■ Yapılacak iş:
Verilen metne göre Genelkurmay Başkanlığı, mahkemenin sorduğu belgelerin kaç sayfasının aslını gönderdi?

■ Verilen metin:

Balyoz davasının gerekçeli kararı itibarsızlaştırılmaya çalışılıyor. Genelkurmay sanıklardaki belgelerden 107´sinin orjinalini mahkemeye gönderdi. Bu olay mahkemenin kararında etkili oldu. Ancak bazı çevreler, ya gerekçeyi okumaktan aciz olduklarından ya da bilinçli olarak, mahkemenin tüm belgelerin orjinalinin genelkurmaydan gönderildiğini iddia ettiği şeklinde yalan haberler yapıyorlar.
10.01.2013 09:59 Genelkurmay, Balyoz davasına 107 sayfa orjinal belge gönderdi. Genelkurmay Başkanlığı, 5 Haziran 2012 tarihinde İstanbul 10. Ağır Ceza Mahkemesi´nin sorduğu belgelerin 32 sayfasının aslını, 61 sayfasının onaylı suretini, 4 sayfasının imha tutanağını gönderdi. Belgeler arasında Bilvanis Çiftliği belgeleri de var.
BALYOZ Darbe Planı davasının gerekçeli kararında yer alan ?Genelkurmay´dan dava konusu belgelerin bir kısmının orijinali gönderildi? değerlendirmesine konu olan belgeler 107 sayfadan oluşuyor. Gerekçeli karara göre, Genelkurmay´dan mahkemeye gönderilen bu belgeler planın hayata geçirilmesi için yapılan çalışmalardan bazıları. Belgeler arasında Bilvanis çiftliği planı ile asker ve sivillerin fişlenmesi de var.
Belgeler Hava Kuvvetleri´nden
Balyoz davası gerekçeli kararında davaya konu olan Gölcük ve Eskişehir´de ele geçen belgelerin bir kısmının orijinallerinin Genelkurmay Başkanlığı tarafından mahkemeye gönderildiği belirtildi. Genelkurmay´ın 5 Haziran 2012 tarihli yazı ve eklerinde, Balyoz´da yargılanan pek çok sanığın imzasının yer aldığı belgeler dikkat çekti. Genelkurmay´ın yazısında, ?Mahkemeniz tarafından bize gönderilen belgelerle ilgili Hv.K.K.lığı tarafından yapılan incelemede söz konusu belgelerin 32 sayfasının aslı, 61 sayfasının onaylı sureti, 4 sayfasının imha tutanağı sunulmuştur? denildi.
Bilvanis Çiftliği operasyonu
Genelkurmay yazısının ekinde yer alan belgeler arasında Hava Kuvvetleri´nin savaş jetleriyle izlediği ve fotoğrafladığı Eskişehir´deki Nakşi tarikatı mensuplarına ait Bilvanis Çiftliği´ne dair çalışmalar dikkat çekti. Tutuklu sanıklardan Orgeneral Bilgin Balanlı´nın Balyoz soruşturması çerçevesinde ifadeye çağrılmasına neden olan belgelerde, Bilvanis Çiftliği´nin havadan takibi emrini verdiği, çiftliğe hava harekâtı düzenlenmesi için plan yaptığı iddiaları yer alıyordu.

■ Kayıtlı bilgiler:
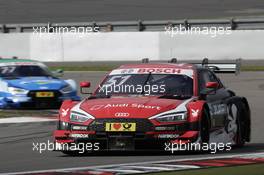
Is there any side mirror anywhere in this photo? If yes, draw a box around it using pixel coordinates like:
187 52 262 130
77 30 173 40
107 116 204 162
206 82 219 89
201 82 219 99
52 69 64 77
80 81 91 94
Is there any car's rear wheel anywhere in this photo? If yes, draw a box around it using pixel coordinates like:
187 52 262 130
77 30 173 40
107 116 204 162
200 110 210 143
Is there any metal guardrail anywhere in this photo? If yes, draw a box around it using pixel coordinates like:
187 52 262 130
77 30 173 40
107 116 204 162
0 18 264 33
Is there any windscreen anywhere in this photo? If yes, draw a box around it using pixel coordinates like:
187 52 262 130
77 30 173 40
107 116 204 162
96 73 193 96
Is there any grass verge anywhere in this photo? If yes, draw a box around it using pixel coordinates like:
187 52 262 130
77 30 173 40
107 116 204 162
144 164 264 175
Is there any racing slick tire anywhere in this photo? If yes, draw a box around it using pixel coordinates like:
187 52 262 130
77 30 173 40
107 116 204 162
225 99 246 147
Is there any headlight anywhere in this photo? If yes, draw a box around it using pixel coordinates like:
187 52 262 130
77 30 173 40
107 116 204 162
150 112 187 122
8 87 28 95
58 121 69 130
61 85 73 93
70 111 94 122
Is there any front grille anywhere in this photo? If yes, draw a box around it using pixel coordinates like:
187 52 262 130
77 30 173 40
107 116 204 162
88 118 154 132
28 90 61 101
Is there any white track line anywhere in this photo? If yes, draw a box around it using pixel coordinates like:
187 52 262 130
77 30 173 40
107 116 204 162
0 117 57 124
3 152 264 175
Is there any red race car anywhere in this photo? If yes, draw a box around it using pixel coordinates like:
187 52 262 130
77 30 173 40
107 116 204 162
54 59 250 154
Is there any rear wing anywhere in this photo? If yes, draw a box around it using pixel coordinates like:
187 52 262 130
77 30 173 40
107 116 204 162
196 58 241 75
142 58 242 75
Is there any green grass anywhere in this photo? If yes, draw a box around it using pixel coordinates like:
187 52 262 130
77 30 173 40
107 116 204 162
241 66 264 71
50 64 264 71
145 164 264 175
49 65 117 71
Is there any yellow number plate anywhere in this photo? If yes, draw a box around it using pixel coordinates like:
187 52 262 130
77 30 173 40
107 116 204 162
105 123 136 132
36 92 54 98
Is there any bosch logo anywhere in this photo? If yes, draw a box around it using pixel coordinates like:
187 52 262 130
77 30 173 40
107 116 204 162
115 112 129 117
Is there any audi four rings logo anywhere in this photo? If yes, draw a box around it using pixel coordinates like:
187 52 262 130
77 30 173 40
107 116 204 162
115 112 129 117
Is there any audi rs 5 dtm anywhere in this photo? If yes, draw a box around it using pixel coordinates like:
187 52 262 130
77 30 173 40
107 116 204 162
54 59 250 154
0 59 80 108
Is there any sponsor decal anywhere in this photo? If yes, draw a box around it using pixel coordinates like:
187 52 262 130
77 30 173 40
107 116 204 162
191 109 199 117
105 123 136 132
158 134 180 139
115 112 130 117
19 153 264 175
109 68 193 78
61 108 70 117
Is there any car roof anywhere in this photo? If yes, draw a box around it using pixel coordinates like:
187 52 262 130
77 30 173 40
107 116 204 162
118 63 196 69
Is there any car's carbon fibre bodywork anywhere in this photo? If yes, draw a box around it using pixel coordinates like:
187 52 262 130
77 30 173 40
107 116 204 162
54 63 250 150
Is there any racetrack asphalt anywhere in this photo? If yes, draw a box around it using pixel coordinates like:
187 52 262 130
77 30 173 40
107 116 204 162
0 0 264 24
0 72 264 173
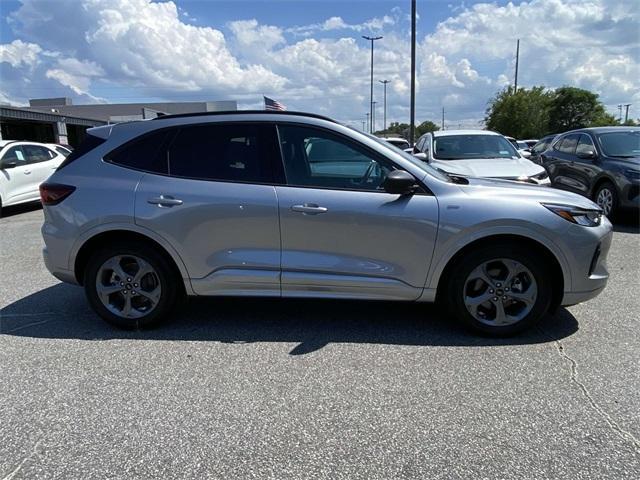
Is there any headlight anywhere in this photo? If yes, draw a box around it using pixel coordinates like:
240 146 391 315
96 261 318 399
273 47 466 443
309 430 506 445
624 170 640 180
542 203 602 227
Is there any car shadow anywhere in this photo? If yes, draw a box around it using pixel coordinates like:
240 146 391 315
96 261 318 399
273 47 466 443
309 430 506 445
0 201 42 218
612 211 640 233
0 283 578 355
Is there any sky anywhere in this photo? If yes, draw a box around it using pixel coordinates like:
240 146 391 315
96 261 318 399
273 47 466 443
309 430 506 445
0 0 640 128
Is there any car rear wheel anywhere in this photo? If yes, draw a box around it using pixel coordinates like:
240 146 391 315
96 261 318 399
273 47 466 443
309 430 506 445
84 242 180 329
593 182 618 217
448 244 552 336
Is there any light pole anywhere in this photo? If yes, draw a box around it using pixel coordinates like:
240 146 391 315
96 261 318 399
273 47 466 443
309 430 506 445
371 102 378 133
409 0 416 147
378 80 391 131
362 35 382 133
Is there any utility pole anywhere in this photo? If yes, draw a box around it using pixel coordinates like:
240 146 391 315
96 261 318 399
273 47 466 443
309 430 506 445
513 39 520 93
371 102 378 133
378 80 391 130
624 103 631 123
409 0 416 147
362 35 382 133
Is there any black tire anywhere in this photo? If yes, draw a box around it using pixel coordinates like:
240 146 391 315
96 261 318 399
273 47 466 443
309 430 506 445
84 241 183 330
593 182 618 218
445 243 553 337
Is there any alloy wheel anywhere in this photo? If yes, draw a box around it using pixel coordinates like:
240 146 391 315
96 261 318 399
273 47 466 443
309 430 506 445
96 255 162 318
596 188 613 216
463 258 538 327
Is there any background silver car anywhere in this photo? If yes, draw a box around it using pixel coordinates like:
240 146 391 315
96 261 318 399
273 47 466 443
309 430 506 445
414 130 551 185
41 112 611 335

■ Yanıt:
Belgelerin 32 sayfasının aslını gönderdi.